◆ WORK ORDER ◆
From the data below, copy out every line in which the word "prompts" occurs.
↓↓↓
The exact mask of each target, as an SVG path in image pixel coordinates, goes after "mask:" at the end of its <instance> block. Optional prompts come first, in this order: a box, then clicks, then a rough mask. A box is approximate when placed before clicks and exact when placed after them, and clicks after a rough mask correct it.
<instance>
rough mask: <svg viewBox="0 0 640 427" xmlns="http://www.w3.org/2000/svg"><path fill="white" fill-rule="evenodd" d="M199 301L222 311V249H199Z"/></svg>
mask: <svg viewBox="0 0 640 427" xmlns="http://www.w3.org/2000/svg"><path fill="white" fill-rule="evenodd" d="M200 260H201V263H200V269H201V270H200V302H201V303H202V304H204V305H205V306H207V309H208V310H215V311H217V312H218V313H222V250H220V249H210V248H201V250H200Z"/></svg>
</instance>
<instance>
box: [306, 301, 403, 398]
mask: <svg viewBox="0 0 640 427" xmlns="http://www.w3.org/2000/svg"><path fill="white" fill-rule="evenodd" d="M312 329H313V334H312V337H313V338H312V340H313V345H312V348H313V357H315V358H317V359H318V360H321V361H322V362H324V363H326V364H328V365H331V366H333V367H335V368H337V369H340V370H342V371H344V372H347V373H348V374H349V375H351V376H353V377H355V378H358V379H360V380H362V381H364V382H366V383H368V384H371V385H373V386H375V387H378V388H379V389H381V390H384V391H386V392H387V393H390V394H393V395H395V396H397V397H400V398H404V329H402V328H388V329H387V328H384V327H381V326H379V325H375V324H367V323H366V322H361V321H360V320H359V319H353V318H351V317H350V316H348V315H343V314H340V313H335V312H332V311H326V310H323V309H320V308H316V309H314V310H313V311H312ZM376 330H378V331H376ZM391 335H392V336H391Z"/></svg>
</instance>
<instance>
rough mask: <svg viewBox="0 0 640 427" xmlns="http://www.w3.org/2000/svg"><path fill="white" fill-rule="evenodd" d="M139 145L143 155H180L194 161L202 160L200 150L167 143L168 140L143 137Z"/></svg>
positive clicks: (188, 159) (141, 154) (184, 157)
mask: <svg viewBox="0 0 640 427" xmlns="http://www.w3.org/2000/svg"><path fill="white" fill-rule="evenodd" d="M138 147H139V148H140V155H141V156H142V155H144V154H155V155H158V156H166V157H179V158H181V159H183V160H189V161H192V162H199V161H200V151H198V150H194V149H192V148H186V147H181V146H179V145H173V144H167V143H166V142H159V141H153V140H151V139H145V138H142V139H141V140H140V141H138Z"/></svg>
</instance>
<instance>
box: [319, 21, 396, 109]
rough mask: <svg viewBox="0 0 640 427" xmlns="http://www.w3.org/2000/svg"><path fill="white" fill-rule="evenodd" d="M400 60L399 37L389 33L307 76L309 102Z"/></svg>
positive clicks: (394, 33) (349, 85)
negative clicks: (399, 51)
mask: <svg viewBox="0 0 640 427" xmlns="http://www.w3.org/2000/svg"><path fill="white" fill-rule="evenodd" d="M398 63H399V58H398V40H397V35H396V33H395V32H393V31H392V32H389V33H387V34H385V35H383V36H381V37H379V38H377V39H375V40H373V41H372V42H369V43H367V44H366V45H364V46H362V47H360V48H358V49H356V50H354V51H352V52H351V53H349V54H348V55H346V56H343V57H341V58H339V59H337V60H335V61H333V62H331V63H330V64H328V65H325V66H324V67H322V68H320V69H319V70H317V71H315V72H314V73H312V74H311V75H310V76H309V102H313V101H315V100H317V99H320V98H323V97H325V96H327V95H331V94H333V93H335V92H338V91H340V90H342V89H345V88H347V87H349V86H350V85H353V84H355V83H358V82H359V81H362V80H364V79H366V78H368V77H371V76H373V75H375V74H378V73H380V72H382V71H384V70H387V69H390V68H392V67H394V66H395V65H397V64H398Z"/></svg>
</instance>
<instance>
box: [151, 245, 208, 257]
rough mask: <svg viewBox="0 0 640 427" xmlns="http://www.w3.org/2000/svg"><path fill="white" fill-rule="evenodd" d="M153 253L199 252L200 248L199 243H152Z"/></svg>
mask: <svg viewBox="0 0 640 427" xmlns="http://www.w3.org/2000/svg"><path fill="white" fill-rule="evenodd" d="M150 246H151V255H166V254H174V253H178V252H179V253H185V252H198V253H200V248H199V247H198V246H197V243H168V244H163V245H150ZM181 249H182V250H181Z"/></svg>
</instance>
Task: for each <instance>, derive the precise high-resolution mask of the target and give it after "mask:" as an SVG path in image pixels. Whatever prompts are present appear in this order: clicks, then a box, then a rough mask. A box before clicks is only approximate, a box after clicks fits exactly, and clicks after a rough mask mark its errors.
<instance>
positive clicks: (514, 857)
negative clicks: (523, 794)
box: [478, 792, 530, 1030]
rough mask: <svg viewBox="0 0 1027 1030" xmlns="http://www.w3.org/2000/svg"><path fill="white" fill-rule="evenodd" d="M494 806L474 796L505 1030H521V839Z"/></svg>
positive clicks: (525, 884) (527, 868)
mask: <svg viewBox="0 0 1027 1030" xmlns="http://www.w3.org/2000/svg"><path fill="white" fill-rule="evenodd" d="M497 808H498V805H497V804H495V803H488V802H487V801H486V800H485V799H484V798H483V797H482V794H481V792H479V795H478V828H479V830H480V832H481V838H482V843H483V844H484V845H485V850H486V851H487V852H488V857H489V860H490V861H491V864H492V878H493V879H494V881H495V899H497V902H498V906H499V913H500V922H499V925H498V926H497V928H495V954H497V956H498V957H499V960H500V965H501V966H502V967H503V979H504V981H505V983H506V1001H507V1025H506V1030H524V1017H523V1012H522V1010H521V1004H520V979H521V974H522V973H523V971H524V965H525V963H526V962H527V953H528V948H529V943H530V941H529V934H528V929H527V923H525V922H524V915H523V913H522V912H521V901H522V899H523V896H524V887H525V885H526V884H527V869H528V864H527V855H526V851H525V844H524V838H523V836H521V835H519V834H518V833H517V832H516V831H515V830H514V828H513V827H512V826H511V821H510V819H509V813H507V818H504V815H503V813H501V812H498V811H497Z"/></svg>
↑↑↑
◆ EXERCISE SOLUTION ◆
The exact mask of each target, as an SVG path in image pixel coordinates, goes after "mask:" at the end of its <instance> block. Optional prompts come first, in this order: a box, then clicks, then a rough mask. A box is approximate when placed before clicks and exact when placed after them, and clicks after a rough mask correct it.
Task: for each <instance>, derive the precise high-resolution mask of the target and give it after "mask:" as an SVG path in image pixels. Whatever prompts are present appear in this order: clicks, then a box, then a rough mask. A box before clicks is only approximate, a box after clicks fits exactly, and clicks after a rough mask mark its errors.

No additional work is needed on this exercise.